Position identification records
=======
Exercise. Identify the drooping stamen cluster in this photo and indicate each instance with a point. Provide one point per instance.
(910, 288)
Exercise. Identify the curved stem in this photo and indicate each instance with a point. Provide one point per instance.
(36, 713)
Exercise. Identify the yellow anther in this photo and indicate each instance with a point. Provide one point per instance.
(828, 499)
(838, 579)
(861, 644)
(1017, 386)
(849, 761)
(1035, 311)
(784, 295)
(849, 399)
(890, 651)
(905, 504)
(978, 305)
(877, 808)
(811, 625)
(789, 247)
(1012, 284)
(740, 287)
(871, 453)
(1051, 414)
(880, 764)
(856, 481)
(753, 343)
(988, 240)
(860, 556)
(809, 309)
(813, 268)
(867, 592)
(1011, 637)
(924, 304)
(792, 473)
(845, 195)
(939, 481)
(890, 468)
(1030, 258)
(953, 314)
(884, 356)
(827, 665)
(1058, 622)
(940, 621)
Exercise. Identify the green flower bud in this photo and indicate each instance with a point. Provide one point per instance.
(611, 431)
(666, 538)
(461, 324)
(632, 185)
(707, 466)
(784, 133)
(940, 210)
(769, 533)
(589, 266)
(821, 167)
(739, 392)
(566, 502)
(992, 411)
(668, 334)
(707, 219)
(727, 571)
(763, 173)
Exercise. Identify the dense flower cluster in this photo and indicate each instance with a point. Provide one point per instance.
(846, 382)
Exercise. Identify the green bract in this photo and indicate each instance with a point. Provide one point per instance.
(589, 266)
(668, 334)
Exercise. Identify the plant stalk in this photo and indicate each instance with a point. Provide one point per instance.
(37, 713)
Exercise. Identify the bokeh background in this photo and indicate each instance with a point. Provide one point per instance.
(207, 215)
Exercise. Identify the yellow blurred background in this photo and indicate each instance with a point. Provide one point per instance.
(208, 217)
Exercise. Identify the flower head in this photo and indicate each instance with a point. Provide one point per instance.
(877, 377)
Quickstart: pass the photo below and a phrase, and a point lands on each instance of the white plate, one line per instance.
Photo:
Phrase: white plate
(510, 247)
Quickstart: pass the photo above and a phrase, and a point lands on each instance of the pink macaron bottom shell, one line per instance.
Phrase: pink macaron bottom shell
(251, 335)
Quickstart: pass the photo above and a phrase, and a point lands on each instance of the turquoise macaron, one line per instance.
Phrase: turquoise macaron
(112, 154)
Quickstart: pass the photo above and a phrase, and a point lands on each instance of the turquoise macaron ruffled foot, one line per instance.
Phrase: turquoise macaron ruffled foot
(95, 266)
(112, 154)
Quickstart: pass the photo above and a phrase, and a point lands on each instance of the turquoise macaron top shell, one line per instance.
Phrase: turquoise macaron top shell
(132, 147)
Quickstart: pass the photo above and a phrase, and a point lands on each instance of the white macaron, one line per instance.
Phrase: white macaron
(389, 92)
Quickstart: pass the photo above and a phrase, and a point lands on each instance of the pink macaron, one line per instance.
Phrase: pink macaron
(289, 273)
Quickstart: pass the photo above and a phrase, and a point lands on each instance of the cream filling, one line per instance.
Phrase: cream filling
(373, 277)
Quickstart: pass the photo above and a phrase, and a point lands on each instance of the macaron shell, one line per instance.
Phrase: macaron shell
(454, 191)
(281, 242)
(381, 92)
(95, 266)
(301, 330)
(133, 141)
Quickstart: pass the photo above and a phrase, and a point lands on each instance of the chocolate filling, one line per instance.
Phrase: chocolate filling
=======
_Your task_.
Please reproduce, unchanged, the lines of the data from the one containing "chocolate filling, one line per instance." through the end.

_Task answer_.
Quickstart: pass the photo above and a phrase, and a point lands on each instance of the chocolate filling, one line per instance.
Phrase: chocolate filling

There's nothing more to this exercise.